_Document passage_.
^^^^^^^^^^^^^^^^
New Delhi: Ahmad Hashim Fadil looks every inch the teenager that he is. He enjoys every moment of attention the quote-hungry news channel crews bestow upon him.
The fact that he speaks and understands only Arabic is no deterrent. He is quite happy parroting the one English sentence he knows: "I am good."
The 15-year-old Iraqi teenager has undergone a rare and complex brain bypass surgery, the first-ever performed in India.
Ahmad came to India without his family. His father has passed away and his mother is too poor to travel to India. His three older sisters got an Australian charitable organisation to sponsor his travel and treatment in India.
The maternal uncle accompanying Ahmad cannot understand a word of English or Hindi. It is left to Dr Walid M. Al Bakili, in-charge for Gulf and Arab region at Delhi's Indraprastha Apollo Hospitals to work as his interpreter.
Ahmad came to India in mid-November in a very critical condition. He carried a very large aneurysm in one of the four main arteries of the brain.
He had already suffered a stroke. The aneurysm was a ticking time bomb, which could have burst any time causing fatal brain haemorrhage.
Dr Pranab Kumar, Senior Consultant, Neurosurgery at the hospital, says, "The diseased artery had to be blocked immediately. However, preliminary tests revealed that the brain could not tolerate closure of the abnormal artery."
^^^^^^^^^^^^^^^^
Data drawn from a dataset
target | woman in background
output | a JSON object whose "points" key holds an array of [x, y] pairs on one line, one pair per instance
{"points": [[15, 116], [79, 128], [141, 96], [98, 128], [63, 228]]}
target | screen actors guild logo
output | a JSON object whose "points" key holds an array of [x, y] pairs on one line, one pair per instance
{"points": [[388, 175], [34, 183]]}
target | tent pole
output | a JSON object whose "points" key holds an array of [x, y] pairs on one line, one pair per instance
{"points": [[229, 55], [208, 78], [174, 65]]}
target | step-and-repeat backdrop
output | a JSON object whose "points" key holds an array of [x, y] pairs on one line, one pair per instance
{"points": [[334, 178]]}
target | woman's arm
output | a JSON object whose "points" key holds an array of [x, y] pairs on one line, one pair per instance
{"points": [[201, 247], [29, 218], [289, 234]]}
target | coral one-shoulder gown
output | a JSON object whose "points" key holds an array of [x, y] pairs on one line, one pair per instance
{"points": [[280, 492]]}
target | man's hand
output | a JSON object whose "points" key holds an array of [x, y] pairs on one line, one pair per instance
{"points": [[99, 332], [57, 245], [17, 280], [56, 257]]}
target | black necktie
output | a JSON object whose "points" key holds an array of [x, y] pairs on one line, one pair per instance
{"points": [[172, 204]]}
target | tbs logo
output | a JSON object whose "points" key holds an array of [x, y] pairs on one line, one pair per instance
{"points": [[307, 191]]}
^^^^^^^^^^^^^^^^
_Instructions_.
1 – In the article about Ahmad's brain surgery, who acts as interpreter for Ahmad and his uncle?
2 – Echo the stretch of the article about Ahmad's brain surgery from "Ahmad came to India without" through "fatal brain haemorrhage.".
3 – Carry on the article about Ahmad's brain surgery from the point where it stops.

_Answer section_.
1 – Dr Walid M. Al Bakili, in charge of the Gulf and Arab region at Delhi's Indraprastha Apollo Hospitals.

2 –
Ahmad came to India without his family. His father has passed away and his mother is too poor to travel to India. His three older sisters got an Australian charitable organisation to sponsor his travel and treatment in India.
The maternal uncle accompanying Ahmad cannot understand a word of English or Hindi. It is left to Dr Walid M. Al Bakili, in-charge for Gulf and Arab region at Delhi's Indraprastha Apollo Hospitals to work as his interpreter.
Ahmad came to India in mid-November in a very critical condition. He carried a very large aneurysm in one of the four main arteries of the brain.
He had already suffered a stroke. The aneurysm was a ticking time bomb, which could have burst any time causing fatal brain haemorrhage.

3 –
The doctors decided to try something done in selected western countries.
The surgery was carried out in two stages. In stage one, a delicate bypass surgery was carried out as a small artery from his face was connected to one of the fine arteries in the brain. This augmented the brain's blood supply.
A week later, the doctors successfully blocked the brain's abnormal artery.
"The treatment has defused the time-bomb that Ahmad was carrying in his brain. Subsequent tests have confirmed normal blood supply to the brain, despite one of the four natural arteries having been blocked," says Dr harsh Rastogi, Senior Neuro-interventionist at the hospital.
"I am thankful to Allah and all the doctors who treated me. I came here in a very critical condition and was about to die. Thanks to the doctors I am feeling fine now and am looking forward to going back to my school," Ahmad says, as the team of doctors surrounding him smiles.